(Exercise): Copy every line from the one containing "target=suv rear wheel" through the last line of the records below, both included, and nothing else.

(Material supplied):
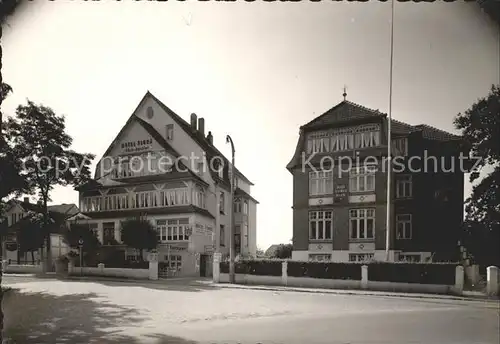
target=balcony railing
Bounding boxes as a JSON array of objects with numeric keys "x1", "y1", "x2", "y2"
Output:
[{"x1": 81, "y1": 187, "x2": 205, "y2": 212}]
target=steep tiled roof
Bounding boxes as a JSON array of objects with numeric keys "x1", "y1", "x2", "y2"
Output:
[
  {"x1": 146, "y1": 91, "x2": 253, "y2": 185},
  {"x1": 286, "y1": 100, "x2": 461, "y2": 170},
  {"x1": 301, "y1": 100, "x2": 385, "y2": 129}
]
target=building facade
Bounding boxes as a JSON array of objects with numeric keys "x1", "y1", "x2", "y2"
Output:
[
  {"x1": 78, "y1": 92, "x2": 258, "y2": 275},
  {"x1": 287, "y1": 100, "x2": 464, "y2": 262}
]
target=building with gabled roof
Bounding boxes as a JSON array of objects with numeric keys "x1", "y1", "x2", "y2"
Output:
[
  {"x1": 78, "y1": 91, "x2": 258, "y2": 275},
  {"x1": 287, "y1": 94, "x2": 466, "y2": 262}
]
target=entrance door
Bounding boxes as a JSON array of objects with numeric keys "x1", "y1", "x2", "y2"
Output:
[{"x1": 200, "y1": 254, "x2": 208, "y2": 277}]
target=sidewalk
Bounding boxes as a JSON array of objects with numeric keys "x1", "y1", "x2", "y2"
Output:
[
  {"x1": 4, "y1": 273, "x2": 500, "y2": 303},
  {"x1": 211, "y1": 282, "x2": 499, "y2": 302}
]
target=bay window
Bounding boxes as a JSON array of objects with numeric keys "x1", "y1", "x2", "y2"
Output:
[
  {"x1": 309, "y1": 210, "x2": 333, "y2": 240},
  {"x1": 349, "y1": 209, "x2": 375, "y2": 240}
]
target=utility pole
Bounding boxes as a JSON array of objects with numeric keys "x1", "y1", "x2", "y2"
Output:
[
  {"x1": 226, "y1": 135, "x2": 235, "y2": 284},
  {"x1": 385, "y1": 0, "x2": 394, "y2": 261}
]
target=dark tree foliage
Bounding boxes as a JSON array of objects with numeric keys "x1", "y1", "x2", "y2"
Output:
[
  {"x1": 454, "y1": 85, "x2": 500, "y2": 264},
  {"x1": 5, "y1": 100, "x2": 94, "y2": 261},
  {"x1": 273, "y1": 244, "x2": 293, "y2": 259},
  {"x1": 64, "y1": 223, "x2": 101, "y2": 254},
  {"x1": 121, "y1": 219, "x2": 158, "y2": 260},
  {"x1": 16, "y1": 213, "x2": 43, "y2": 264}
]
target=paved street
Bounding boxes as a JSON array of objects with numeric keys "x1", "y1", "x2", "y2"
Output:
[{"x1": 3, "y1": 277, "x2": 500, "y2": 344}]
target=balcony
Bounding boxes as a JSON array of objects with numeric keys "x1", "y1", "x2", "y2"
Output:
[{"x1": 80, "y1": 187, "x2": 206, "y2": 212}]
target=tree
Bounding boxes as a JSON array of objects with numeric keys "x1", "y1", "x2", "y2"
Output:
[
  {"x1": 121, "y1": 218, "x2": 158, "y2": 261},
  {"x1": 454, "y1": 85, "x2": 500, "y2": 264},
  {"x1": 5, "y1": 100, "x2": 94, "y2": 268},
  {"x1": 64, "y1": 223, "x2": 101, "y2": 254},
  {"x1": 273, "y1": 244, "x2": 293, "y2": 259},
  {"x1": 16, "y1": 213, "x2": 43, "y2": 264}
]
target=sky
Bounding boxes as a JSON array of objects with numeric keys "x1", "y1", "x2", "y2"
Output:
[{"x1": 2, "y1": 1, "x2": 500, "y2": 249}]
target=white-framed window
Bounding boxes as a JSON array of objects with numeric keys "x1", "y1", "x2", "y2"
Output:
[
  {"x1": 156, "y1": 218, "x2": 191, "y2": 242},
  {"x1": 349, "y1": 208, "x2": 375, "y2": 240},
  {"x1": 349, "y1": 165, "x2": 377, "y2": 192},
  {"x1": 165, "y1": 254, "x2": 182, "y2": 271},
  {"x1": 392, "y1": 137, "x2": 408, "y2": 156},
  {"x1": 396, "y1": 174, "x2": 413, "y2": 198},
  {"x1": 309, "y1": 171, "x2": 333, "y2": 196},
  {"x1": 396, "y1": 214, "x2": 412, "y2": 239},
  {"x1": 399, "y1": 253, "x2": 421, "y2": 263},
  {"x1": 309, "y1": 253, "x2": 332, "y2": 262},
  {"x1": 307, "y1": 124, "x2": 380, "y2": 154},
  {"x1": 309, "y1": 210, "x2": 333, "y2": 240},
  {"x1": 349, "y1": 253, "x2": 373, "y2": 262},
  {"x1": 167, "y1": 124, "x2": 174, "y2": 141},
  {"x1": 233, "y1": 197, "x2": 241, "y2": 214},
  {"x1": 219, "y1": 191, "x2": 226, "y2": 214},
  {"x1": 219, "y1": 225, "x2": 226, "y2": 246}
]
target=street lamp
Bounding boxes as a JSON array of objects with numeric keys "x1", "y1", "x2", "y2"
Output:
[{"x1": 226, "y1": 135, "x2": 235, "y2": 283}]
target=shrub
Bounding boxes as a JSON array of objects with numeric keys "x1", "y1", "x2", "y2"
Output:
[
  {"x1": 287, "y1": 261, "x2": 361, "y2": 281},
  {"x1": 220, "y1": 259, "x2": 282, "y2": 276},
  {"x1": 368, "y1": 262, "x2": 457, "y2": 285}
]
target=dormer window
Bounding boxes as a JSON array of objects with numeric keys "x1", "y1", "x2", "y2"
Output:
[{"x1": 166, "y1": 124, "x2": 174, "y2": 141}]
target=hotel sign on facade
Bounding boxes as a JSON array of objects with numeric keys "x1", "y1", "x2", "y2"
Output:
[{"x1": 121, "y1": 138, "x2": 153, "y2": 153}]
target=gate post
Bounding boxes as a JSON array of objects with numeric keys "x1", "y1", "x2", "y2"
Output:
[{"x1": 148, "y1": 252, "x2": 158, "y2": 281}]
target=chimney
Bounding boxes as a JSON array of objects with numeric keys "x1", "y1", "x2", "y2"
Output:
[
  {"x1": 191, "y1": 113, "x2": 197, "y2": 130},
  {"x1": 198, "y1": 118, "x2": 205, "y2": 136}
]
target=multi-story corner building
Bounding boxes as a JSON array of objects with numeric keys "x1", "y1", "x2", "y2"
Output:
[
  {"x1": 78, "y1": 92, "x2": 258, "y2": 275},
  {"x1": 287, "y1": 100, "x2": 464, "y2": 262}
]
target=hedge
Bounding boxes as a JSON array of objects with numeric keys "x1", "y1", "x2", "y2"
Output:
[
  {"x1": 287, "y1": 261, "x2": 361, "y2": 281},
  {"x1": 220, "y1": 260, "x2": 283, "y2": 276},
  {"x1": 368, "y1": 262, "x2": 457, "y2": 285}
]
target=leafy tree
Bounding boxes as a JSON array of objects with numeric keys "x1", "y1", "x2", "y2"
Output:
[
  {"x1": 16, "y1": 213, "x2": 43, "y2": 264},
  {"x1": 121, "y1": 218, "x2": 158, "y2": 261},
  {"x1": 5, "y1": 100, "x2": 94, "y2": 262},
  {"x1": 64, "y1": 223, "x2": 101, "y2": 254},
  {"x1": 273, "y1": 244, "x2": 293, "y2": 259},
  {"x1": 454, "y1": 85, "x2": 500, "y2": 264}
]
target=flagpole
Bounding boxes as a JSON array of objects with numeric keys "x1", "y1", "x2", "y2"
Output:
[{"x1": 385, "y1": 0, "x2": 394, "y2": 261}]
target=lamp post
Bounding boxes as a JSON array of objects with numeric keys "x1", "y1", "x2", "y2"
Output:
[
  {"x1": 226, "y1": 135, "x2": 235, "y2": 283},
  {"x1": 385, "y1": 0, "x2": 394, "y2": 261}
]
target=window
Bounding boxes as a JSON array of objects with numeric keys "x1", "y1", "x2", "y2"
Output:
[
  {"x1": 167, "y1": 124, "x2": 174, "y2": 141},
  {"x1": 349, "y1": 209, "x2": 375, "y2": 240},
  {"x1": 156, "y1": 218, "x2": 191, "y2": 242},
  {"x1": 233, "y1": 197, "x2": 241, "y2": 214},
  {"x1": 102, "y1": 222, "x2": 115, "y2": 245},
  {"x1": 219, "y1": 225, "x2": 226, "y2": 246},
  {"x1": 349, "y1": 253, "x2": 373, "y2": 262},
  {"x1": 396, "y1": 214, "x2": 412, "y2": 239},
  {"x1": 307, "y1": 124, "x2": 380, "y2": 154},
  {"x1": 399, "y1": 254, "x2": 420, "y2": 263},
  {"x1": 309, "y1": 253, "x2": 332, "y2": 262},
  {"x1": 349, "y1": 165, "x2": 377, "y2": 192},
  {"x1": 309, "y1": 171, "x2": 333, "y2": 196},
  {"x1": 165, "y1": 254, "x2": 182, "y2": 271},
  {"x1": 392, "y1": 137, "x2": 408, "y2": 156},
  {"x1": 219, "y1": 191, "x2": 226, "y2": 214},
  {"x1": 396, "y1": 175, "x2": 412, "y2": 198},
  {"x1": 309, "y1": 210, "x2": 333, "y2": 240}
]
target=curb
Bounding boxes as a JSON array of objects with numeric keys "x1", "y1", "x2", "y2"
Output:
[{"x1": 212, "y1": 283, "x2": 499, "y2": 303}]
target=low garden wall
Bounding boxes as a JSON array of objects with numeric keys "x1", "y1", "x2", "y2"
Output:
[
  {"x1": 214, "y1": 260, "x2": 464, "y2": 294},
  {"x1": 2, "y1": 261, "x2": 43, "y2": 274},
  {"x1": 68, "y1": 264, "x2": 151, "y2": 279}
]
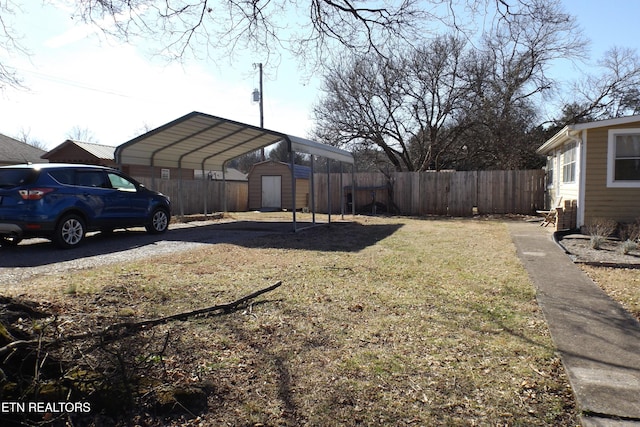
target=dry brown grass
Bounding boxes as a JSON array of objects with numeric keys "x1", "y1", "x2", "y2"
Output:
[
  {"x1": 580, "y1": 265, "x2": 640, "y2": 321},
  {"x1": 6, "y1": 217, "x2": 576, "y2": 426}
]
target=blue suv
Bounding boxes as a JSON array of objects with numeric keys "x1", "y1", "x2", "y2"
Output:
[{"x1": 0, "y1": 163, "x2": 171, "y2": 248}]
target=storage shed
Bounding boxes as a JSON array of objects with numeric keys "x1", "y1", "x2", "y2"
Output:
[{"x1": 249, "y1": 160, "x2": 311, "y2": 210}]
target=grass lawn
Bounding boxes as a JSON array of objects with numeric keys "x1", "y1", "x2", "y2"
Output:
[{"x1": 6, "y1": 217, "x2": 577, "y2": 426}]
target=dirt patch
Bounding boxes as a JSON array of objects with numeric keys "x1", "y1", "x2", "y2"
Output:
[{"x1": 558, "y1": 234, "x2": 640, "y2": 268}]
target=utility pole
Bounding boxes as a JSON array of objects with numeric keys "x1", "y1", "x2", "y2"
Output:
[{"x1": 253, "y1": 62, "x2": 265, "y2": 161}]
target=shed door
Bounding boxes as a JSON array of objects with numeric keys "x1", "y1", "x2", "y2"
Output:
[{"x1": 262, "y1": 175, "x2": 282, "y2": 209}]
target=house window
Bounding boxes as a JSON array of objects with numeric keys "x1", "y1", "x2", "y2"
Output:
[
  {"x1": 607, "y1": 129, "x2": 640, "y2": 187},
  {"x1": 562, "y1": 142, "x2": 577, "y2": 184}
]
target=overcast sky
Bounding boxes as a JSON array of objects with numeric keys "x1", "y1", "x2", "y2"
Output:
[{"x1": 0, "y1": 0, "x2": 640, "y2": 149}]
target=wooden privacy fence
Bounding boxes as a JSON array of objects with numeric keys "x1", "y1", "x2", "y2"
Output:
[
  {"x1": 136, "y1": 170, "x2": 545, "y2": 216},
  {"x1": 134, "y1": 177, "x2": 249, "y2": 215},
  {"x1": 314, "y1": 170, "x2": 545, "y2": 216}
]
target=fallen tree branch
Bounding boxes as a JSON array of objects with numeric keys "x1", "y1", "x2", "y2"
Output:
[
  {"x1": 97, "y1": 280, "x2": 282, "y2": 335},
  {"x1": 0, "y1": 280, "x2": 282, "y2": 357}
]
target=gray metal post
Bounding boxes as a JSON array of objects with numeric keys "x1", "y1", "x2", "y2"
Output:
[
  {"x1": 327, "y1": 158, "x2": 331, "y2": 223},
  {"x1": 309, "y1": 154, "x2": 316, "y2": 225},
  {"x1": 289, "y1": 150, "x2": 297, "y2": 231}
]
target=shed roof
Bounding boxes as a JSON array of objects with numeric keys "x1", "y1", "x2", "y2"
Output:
[
  {"x1": 115, "y1": 111, "x2": 353, "y2": 170},
  {"x1": 42, "y1": 139, "x2": 116, "y2": 160},
  {"x1": 536, "y1": 116, "x2": 640, "y2": 154}
]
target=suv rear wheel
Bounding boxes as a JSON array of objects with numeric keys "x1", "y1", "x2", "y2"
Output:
[
  {"x1": 53, "y1": 214, "x2": 85, "y2": 249},
  {"x1": 145, "y1": 208, "x2": 170, "y2": 234}
]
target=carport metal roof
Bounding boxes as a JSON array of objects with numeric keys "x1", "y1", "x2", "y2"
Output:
[
  {"x1": 115, "y1": 111, "x2": 355, "y2": 230},
  {"x1": 115, "y1": 111, "x2": 353, "y2": 170}
]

(Finished task):
target=suv rear wheel
Bounding boxes as a JSON array of objects with numeric keys "x1", "y1", "x2", "y2"
Output:
[
  {"x1": 53, "y1": 214, "x2": 85, "y2": 249},
  {"x1": 145, "y1": 208, "x2": 170, "y2": 234}
]
target=carport metal roof
Bounding boxes as a JSON array of objects with numeric keys "x1", "y1", "x2", "y2"
Output:
[
  {"x1": 115, "y1": 111, "x2": 355, "y2": 230},
  {"x1": 115, "y1": 111, "x2": 353, "y2": 170}
]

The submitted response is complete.